--- TEXT ---
************

IV. „So sei nun eifrig und tue Buße!“ Adventszeit ist Bußzeit. Zeit, sich infrage stellen zu lassen, sich zu sehen wie man wirklich ist und zu erkennen, was man wirklich braucht. Woher kommt dein Schmerz? Was lässt dein Blut gefrieren? Wofür brennt dein Herz? Diese Fragen können ein neuer Anfang sein. Bußzeit heißt verzichten – auf die Fassaden, die wir errichten, auf die Nebelkerzen, die wir werfen, auf den schönen Schein, den wir wahren. Darauf zu verzichten, kann schwerfallen. Das kann erst mal weh tun, mal mehr, mal weniger. Vielleicht geht ein Riss durch die Fassade, vielleicht bröckelt der Putz kiloweise, vielleicht bricht auch das ganze Leben zusammen wie Kartenhaus. Doch dann kann etwas Neues geschehen, dann kann ein neues Haus entstehen, dann kann man aus all den Trümmern auferstehen. Adventszeit – Zeit zu entdecken, wie kostbar die Risse in der Fassade sind: „There is a crack in everything, that’s how the light gets in“ (Leonard Cohen).

************

--- GESAMMELTES MATERIAL ---
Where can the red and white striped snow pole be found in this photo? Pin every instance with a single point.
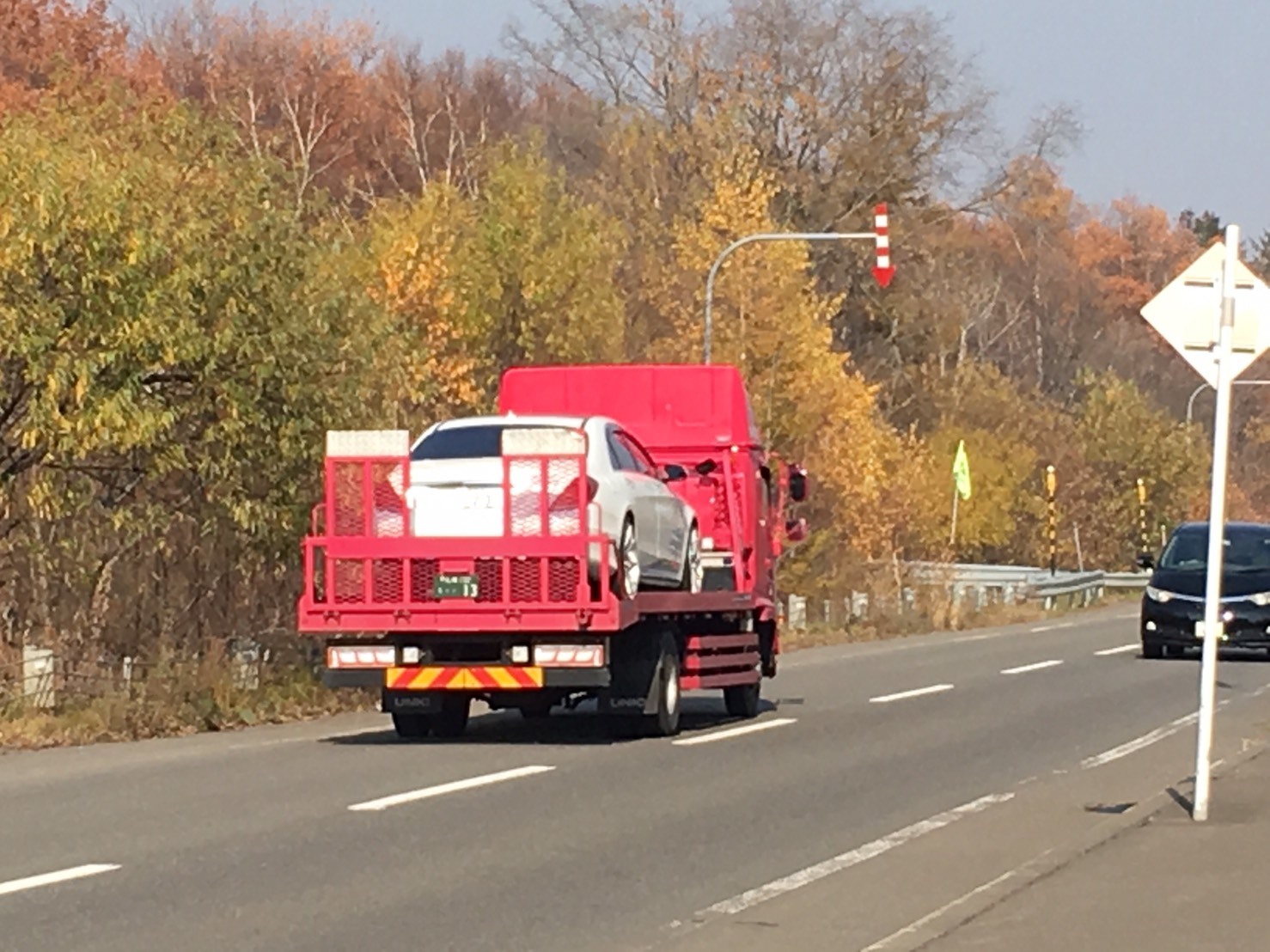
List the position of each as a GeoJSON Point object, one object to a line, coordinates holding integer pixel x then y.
{"type": "Point", "coordinates": [882, 271]}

************

Schreibe den Text über die Adventszeit als Bußzeit weiter, und zwar im Anschluss an das Zitat von Leonard Cohen, mit dem er endet.

„Siehe, ich stehe vor der Tür und klopfe an.“ Klopft dein Herz, wenn Gott anklopft? Was tust du? Öffnest du die Tür oder schiebst du einen Schrank davor? Lässt du Gott in das Chaos deines Lebens, ungeschönt, ungeschminkt, ungeschützt? Der, der anklopft, weiß wie es hinter deiner Tür aussieht. Öffne die Tür, stell dich ins Licht. Er hält dir den Spiegel vor, und wenn es wehtut, was du siehst, hält er deine Hand. Er wischt den Zweifel weg wie alten Staub und schenkt dir Gewissheit ein, den Kelch randvoll, er umhüllt dich, salbt deine Narben und tröstet dein Herz. Dann weißt du, wer du wirklich bist – und dass Gott bei dir ist. „Wenn jemand meine Stimme hören wird und die Tür auftun, zu dem werde ich hineingehen und das Abendmahl mit ihm halten und er mit mir.“

Amen. So es sei.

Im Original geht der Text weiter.